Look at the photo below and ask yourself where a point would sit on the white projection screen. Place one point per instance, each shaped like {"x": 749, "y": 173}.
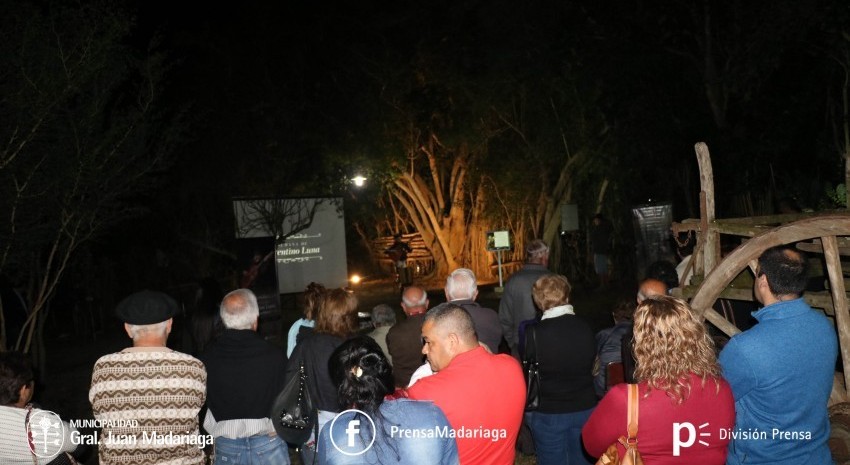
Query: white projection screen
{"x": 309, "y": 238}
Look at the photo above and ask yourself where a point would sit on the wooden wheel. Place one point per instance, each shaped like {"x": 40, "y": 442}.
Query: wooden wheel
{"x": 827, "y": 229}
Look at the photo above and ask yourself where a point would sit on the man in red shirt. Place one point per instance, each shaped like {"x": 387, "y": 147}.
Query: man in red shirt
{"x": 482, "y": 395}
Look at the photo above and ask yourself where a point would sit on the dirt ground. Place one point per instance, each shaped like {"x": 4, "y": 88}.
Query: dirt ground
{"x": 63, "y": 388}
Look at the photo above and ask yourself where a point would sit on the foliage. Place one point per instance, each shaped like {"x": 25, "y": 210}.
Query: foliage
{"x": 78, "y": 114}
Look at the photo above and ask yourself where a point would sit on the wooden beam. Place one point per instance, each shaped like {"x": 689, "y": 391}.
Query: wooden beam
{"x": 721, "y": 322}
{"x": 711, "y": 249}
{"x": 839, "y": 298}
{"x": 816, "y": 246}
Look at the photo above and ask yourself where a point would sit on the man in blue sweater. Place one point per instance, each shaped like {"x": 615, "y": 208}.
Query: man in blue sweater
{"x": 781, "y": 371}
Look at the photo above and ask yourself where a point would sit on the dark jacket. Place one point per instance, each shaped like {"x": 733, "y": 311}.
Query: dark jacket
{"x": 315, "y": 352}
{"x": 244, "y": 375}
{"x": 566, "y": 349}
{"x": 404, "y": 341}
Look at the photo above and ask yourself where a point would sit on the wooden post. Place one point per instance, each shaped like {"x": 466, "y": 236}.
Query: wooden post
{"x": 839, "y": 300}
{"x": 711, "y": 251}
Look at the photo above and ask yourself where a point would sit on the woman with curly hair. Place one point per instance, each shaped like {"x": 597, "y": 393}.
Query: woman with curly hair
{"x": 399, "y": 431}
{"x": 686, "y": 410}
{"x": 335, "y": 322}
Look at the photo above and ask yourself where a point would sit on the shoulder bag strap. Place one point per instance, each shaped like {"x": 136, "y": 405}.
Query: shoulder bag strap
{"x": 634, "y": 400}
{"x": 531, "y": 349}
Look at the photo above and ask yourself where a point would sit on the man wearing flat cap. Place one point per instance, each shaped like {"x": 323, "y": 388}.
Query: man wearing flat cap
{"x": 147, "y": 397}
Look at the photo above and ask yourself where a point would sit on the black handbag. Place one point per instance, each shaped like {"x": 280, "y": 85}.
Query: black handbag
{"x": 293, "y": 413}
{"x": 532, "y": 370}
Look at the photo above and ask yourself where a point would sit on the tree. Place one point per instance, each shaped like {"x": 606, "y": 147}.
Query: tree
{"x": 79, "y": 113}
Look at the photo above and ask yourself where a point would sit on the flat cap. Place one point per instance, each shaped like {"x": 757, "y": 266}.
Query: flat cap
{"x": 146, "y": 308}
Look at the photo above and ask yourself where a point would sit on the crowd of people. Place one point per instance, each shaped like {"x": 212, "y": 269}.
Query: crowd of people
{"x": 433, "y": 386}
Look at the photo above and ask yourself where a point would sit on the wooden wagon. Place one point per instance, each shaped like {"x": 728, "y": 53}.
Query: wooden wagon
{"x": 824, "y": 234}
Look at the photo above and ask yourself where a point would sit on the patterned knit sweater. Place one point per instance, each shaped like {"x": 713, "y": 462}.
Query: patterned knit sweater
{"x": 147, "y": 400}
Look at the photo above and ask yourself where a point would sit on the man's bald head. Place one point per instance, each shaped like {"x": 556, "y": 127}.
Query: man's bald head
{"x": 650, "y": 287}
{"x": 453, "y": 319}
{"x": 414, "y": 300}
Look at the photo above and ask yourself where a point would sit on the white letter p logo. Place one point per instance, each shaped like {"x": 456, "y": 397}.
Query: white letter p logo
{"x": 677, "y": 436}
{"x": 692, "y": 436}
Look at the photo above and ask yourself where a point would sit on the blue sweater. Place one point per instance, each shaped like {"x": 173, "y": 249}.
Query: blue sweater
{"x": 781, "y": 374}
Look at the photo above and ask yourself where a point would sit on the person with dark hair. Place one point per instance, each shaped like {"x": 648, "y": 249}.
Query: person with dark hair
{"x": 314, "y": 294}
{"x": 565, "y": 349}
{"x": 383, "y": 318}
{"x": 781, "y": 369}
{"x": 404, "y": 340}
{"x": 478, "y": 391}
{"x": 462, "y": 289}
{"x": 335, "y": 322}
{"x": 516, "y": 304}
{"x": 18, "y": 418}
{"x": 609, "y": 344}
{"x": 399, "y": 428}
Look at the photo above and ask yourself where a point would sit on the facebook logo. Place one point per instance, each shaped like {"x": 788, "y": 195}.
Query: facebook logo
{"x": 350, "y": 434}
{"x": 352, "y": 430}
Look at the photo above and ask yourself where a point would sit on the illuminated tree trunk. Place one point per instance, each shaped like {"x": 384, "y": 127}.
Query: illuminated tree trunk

> Aim
Reproduce exactly, with nothing added, the lines from the one that contains "on the facebook" to the end of the data.

> Output for this task
Look at the photo above and ask yourself where a point would sit on the facebook logo. Place one point per instance, each shaped like {"x": 788, "y": 195}.
Query: facebook logo
{"x": 350, "y": 434}
{"x": 352, "y": 430}
Look at the photo above and ask yourself where a point would sit on the illuminated tree trunk. Place one point per instance, each shaped like {"x": 384, "y": 127}.
Query: illuminated tree trunk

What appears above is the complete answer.